Document text

Preparing to Undergo Minimally Invasive Maze Surgery

If you suffer from atrial fibrillation (known as Afib) and medications have been unable to control the condition, your physician may recommend Maze surgery. This is an operation during which your surgeon ablates the atria (two upper chambers of your heart) and creates scar tissue across their surface. The purpose of doing this is to create a pathway for erratic electrical signals that are causing your atria to flutter, rather than contract normally. This pathway forces the signals to travel along a defined route.

There are a few ways to perform the operation, depending on the circumstances. In some cases, it is done through open-heart surgery. This requires the sternum to be split and retracted in order to give the doctor enough room to create the scar tissue. In most cases, however, Maze surgery can be accomplished using minimally invasive techniques. The surface of the atria can be ablated without splitting the sternum.

This article will describe the preparatory steps leading up to the Maze procedure. The following steps help minimize the likelihood of complications during and after the operation.

Two Weeks Prior: Getting Up To Speed

Your doctor will want to schedule a preliminary appointment with you to provide details regarding what you can expect during surgery and recovery. During the meeting, you’ll have an opportunity to meet the members of the surgical team. These include the surgeon, cardiologist, and anesthesiologist. Your doctor will explain the recovery process, both in the hospital immediately following Maze surgery and at home.

One Week Prior: Making Arrangements

During the week leading up to your operation, ask a friend or family member to remain available to drive you home after you recover. Also, if you are taking any medications, including anticoagulants or dietary supplements, inform your physician. He or she may suggest that you stop taking them until after the operation.

Provided material
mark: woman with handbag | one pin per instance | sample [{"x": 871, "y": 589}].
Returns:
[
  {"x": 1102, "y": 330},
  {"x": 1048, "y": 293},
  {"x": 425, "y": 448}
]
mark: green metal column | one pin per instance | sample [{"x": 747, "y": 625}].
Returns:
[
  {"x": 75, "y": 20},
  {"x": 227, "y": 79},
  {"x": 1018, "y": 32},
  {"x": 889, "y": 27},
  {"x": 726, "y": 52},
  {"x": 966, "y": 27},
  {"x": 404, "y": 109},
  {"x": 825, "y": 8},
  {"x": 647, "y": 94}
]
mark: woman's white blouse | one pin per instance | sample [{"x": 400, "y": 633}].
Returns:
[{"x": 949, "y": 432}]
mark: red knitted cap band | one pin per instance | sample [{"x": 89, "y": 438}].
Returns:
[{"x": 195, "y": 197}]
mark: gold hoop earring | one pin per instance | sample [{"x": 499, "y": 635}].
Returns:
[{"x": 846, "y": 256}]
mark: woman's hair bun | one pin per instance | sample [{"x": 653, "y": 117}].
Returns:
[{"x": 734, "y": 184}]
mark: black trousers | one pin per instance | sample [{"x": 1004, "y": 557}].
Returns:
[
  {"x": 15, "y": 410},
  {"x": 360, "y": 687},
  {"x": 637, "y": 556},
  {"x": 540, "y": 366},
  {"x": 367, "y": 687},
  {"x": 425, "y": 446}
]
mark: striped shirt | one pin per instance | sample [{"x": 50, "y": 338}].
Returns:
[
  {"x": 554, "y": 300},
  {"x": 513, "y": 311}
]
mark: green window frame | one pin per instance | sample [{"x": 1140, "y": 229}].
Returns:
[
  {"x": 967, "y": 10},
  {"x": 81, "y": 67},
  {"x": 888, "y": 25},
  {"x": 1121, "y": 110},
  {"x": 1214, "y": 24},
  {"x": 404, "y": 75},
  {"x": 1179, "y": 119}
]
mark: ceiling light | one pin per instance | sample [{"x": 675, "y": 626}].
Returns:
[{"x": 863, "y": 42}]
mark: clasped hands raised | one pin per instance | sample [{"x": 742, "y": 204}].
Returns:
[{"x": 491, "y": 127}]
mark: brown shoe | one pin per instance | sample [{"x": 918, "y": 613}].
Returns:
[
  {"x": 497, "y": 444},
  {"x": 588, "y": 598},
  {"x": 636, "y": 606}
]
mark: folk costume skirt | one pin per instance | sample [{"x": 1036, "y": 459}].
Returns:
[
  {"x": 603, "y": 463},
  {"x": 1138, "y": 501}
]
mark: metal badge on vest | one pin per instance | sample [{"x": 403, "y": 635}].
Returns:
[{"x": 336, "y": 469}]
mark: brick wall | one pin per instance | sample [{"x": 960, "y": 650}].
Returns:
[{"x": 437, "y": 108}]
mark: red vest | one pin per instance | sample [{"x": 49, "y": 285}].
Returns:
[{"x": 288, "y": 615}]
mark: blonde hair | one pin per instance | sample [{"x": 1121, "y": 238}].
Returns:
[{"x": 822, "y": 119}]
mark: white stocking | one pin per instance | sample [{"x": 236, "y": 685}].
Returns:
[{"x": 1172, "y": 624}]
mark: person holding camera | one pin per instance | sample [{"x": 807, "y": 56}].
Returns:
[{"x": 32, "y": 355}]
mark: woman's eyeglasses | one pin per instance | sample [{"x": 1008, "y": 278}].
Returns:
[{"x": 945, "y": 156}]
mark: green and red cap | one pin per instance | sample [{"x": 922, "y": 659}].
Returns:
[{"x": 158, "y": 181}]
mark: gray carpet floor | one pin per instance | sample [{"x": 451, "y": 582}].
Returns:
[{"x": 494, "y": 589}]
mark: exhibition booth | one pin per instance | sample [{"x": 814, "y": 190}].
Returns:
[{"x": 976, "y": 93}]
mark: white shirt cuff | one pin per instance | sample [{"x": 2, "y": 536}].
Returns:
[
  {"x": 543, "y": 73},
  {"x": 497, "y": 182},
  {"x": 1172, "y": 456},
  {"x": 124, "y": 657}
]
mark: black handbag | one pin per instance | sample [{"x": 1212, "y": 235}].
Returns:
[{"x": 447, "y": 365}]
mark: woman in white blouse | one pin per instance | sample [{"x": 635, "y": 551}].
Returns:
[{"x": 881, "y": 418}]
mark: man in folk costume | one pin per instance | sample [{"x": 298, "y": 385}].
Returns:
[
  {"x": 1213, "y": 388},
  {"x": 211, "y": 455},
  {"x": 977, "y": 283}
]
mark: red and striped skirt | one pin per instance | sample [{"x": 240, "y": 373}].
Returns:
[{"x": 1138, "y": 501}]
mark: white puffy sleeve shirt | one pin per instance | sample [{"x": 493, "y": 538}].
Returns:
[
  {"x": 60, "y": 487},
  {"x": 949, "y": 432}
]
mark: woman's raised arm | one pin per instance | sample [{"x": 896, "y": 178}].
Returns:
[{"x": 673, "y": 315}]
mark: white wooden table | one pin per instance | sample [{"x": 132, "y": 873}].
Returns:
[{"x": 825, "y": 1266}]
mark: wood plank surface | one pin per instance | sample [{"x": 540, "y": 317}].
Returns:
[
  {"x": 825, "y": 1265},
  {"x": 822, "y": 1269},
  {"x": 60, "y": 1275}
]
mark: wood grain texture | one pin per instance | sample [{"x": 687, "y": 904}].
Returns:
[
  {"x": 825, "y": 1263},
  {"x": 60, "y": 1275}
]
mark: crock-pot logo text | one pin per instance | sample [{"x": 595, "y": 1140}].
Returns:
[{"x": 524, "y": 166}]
--
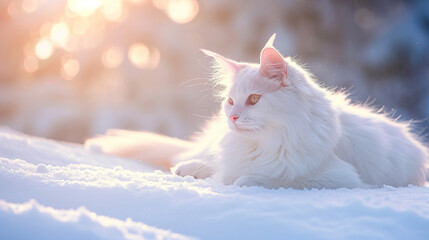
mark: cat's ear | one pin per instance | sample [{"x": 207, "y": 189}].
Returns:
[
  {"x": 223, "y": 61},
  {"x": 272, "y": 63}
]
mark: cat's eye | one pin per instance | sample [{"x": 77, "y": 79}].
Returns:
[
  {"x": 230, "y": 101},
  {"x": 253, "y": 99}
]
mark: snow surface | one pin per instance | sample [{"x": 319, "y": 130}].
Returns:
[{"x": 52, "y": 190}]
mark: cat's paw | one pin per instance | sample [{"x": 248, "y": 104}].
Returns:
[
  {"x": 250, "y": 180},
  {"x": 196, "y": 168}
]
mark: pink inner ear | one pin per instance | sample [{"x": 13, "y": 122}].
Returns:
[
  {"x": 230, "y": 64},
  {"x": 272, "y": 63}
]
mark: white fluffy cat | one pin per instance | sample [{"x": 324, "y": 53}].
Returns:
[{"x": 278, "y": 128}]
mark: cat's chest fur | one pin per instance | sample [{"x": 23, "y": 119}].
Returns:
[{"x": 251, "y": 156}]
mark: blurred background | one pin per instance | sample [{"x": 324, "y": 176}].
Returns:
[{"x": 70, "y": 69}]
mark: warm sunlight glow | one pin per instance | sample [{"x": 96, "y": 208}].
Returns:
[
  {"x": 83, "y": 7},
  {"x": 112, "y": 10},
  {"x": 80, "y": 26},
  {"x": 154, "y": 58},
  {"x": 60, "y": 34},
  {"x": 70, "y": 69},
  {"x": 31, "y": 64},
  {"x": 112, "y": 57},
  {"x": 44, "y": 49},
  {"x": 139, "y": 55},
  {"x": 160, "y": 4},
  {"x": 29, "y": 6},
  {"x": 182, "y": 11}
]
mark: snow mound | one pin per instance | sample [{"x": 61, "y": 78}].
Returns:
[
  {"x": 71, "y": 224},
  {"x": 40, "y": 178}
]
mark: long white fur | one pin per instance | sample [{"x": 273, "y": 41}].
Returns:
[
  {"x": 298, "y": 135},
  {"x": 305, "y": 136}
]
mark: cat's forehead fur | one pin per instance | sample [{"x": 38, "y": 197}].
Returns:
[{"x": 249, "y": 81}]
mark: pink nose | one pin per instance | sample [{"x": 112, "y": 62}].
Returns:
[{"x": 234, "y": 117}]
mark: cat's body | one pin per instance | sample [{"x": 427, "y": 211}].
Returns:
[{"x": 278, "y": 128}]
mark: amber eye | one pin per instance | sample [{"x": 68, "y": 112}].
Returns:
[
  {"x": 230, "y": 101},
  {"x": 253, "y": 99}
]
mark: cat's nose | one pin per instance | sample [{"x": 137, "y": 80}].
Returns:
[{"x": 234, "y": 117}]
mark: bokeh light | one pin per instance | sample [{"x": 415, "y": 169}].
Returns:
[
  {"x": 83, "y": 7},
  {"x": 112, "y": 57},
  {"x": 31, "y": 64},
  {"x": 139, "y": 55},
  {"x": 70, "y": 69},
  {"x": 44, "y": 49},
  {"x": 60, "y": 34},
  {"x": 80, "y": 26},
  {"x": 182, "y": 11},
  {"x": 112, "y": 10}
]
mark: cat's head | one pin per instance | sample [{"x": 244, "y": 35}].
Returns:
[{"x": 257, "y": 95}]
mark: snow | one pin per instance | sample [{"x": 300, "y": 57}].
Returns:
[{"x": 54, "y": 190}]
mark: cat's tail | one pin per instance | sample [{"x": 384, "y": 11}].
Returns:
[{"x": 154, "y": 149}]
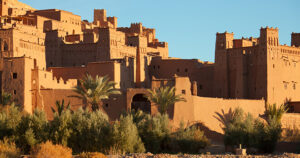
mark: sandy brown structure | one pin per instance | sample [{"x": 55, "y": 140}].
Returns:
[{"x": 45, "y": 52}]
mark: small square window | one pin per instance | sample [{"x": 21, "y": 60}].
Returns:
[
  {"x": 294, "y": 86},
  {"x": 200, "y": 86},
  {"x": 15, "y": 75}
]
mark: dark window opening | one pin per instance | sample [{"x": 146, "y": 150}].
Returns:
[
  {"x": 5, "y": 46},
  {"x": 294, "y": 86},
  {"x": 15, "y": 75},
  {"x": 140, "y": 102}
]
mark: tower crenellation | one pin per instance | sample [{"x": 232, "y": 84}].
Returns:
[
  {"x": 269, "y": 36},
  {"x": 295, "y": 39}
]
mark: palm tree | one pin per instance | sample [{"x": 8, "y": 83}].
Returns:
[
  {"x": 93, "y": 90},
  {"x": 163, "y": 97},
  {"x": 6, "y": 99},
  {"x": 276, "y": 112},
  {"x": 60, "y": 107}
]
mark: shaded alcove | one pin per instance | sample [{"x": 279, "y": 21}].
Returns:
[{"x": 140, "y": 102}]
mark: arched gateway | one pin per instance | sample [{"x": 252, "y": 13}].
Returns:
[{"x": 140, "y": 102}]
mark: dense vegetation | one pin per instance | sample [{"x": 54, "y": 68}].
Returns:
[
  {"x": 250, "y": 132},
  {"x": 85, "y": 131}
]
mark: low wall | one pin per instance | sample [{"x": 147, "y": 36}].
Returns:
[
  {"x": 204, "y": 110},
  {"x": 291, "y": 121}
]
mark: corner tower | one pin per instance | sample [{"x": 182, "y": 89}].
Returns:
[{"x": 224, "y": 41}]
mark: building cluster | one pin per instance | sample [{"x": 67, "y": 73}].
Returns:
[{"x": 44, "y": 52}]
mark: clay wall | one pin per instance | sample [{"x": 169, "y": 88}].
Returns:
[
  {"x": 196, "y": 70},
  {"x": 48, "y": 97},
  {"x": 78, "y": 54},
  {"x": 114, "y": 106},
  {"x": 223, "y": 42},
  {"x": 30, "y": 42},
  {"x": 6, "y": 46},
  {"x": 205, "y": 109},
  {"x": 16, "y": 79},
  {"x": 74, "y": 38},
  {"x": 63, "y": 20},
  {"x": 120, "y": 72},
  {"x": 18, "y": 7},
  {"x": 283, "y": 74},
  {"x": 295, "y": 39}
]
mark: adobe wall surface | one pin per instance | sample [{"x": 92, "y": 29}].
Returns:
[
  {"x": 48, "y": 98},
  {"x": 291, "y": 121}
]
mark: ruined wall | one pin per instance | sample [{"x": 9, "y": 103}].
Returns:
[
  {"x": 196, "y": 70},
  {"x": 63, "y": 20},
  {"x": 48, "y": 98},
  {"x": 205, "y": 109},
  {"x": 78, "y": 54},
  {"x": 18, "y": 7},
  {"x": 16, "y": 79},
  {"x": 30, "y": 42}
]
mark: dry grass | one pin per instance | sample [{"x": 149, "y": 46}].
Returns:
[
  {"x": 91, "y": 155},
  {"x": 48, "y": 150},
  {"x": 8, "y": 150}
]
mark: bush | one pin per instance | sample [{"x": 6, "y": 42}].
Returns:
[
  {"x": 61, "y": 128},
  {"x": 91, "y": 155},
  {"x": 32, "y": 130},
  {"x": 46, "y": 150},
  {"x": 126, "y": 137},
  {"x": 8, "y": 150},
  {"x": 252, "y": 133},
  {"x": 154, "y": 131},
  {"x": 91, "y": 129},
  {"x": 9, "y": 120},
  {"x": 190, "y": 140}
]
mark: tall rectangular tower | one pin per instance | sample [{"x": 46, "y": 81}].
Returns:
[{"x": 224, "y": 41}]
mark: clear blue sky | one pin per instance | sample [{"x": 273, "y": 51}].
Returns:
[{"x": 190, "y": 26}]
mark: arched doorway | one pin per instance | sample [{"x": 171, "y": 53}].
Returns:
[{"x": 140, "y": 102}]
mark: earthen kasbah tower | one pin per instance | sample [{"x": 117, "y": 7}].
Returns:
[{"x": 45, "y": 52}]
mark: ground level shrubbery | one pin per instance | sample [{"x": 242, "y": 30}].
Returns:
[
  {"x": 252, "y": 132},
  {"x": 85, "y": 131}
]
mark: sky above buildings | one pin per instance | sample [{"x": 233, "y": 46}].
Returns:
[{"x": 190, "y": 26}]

What to work on
Can you reproduce the passage of the Maze surgery article starting with "Your doctor will want" and going on through "until after the operation."?

Completed task
Your doctor will want to schedule a preliminary appointment with you to provide details regarding what you can expect during surgery and recovery. During the meeting, you’ll have an opportunity to meet the members of the surgical team. These include the surgeon, cardiologist, and anesthesiologist. Your doctor will explain the recovery process, both in the hospital immediately following Maze surgery and at home.

One Week Prior: Making Arrangements

During the week leading up to your operation, ask a friend or family member to remain available to drive you home after you recover. Also, if you are taking any medications, including anticoagulants or dietary supplements, inform your physician. He or she may suggest that you stop taking them until after the operation.